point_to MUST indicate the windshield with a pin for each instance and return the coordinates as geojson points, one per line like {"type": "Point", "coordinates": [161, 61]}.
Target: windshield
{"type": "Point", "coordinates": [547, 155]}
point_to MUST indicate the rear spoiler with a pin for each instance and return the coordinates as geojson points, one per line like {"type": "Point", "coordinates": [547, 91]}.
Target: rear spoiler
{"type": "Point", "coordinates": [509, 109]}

- - -

Task prompt
Copy the entries above word for word, keeping each line as it stands.

Reply
point_to MUST indicate the windshield with a pin for each instance and return the coordinates as geojson points, one per line like {"type": "Point", "coordinates": [161, 61]}.
Target: windshield
{"type": "Point", "coordinates": [547, 155]}
point_to MUST indicate the rear spoiler with a pin for each instance and return the coordinates as geojson points, one per line like {"type": "Point", "coordinates": [547, 91]}.
Target: rear spoiler
{"type": "Point", "coordinates": [509, 109]}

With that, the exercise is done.